• **Exercise requirements**:
Find each line in the material below that contains the string "otter" and copy those lines.

• **Provided records**:
------------------------------
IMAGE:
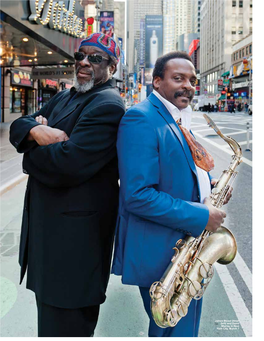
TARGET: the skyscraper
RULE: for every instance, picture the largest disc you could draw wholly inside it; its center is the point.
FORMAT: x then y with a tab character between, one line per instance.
------------------------------
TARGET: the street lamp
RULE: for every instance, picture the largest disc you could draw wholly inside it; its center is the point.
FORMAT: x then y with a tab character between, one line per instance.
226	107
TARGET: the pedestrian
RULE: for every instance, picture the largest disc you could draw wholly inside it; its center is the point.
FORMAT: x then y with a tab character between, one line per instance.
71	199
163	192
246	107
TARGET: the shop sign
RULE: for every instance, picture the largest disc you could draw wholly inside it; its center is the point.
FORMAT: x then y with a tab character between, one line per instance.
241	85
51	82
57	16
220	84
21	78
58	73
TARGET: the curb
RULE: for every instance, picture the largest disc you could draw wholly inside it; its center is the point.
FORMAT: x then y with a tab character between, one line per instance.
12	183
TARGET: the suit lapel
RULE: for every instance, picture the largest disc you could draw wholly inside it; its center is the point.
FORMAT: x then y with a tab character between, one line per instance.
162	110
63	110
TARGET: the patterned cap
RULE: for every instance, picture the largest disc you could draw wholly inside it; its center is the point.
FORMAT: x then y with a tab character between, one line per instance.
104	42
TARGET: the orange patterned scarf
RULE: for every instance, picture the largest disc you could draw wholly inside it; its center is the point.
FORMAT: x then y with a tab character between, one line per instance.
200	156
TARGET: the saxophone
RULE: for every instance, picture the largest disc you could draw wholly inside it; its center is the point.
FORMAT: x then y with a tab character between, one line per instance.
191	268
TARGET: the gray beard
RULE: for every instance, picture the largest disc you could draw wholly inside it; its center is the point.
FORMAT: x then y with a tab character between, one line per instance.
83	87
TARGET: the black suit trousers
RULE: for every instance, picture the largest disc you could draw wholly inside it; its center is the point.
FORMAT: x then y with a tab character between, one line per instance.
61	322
------------------------------
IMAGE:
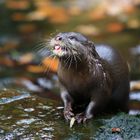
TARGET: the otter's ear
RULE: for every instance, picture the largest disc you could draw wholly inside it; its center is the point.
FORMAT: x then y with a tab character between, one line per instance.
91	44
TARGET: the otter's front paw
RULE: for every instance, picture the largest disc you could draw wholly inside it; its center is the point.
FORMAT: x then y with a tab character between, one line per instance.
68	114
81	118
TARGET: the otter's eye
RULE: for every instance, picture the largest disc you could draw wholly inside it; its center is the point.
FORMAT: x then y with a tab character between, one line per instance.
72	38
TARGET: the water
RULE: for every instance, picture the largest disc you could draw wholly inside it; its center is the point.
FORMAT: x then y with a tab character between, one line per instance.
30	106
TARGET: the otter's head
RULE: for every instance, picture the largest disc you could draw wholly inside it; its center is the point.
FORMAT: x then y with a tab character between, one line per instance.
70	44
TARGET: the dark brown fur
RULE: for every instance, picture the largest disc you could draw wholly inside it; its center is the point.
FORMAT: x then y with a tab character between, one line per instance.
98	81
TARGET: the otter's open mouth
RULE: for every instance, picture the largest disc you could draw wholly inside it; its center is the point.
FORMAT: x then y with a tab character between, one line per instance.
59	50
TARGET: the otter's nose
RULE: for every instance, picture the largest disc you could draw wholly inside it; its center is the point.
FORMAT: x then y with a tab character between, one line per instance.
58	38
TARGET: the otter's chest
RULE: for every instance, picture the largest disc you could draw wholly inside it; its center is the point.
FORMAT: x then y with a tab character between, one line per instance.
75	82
------------------------------
• **Solution to this task**:
TARGET: the otter's ear
TARGET: the otter's front paw
TARGET: the otter's eye
TARGET: the otter's head
TARGET: the otter's open mouth
TARGET: the otter's nose
TARGET: the otter's chest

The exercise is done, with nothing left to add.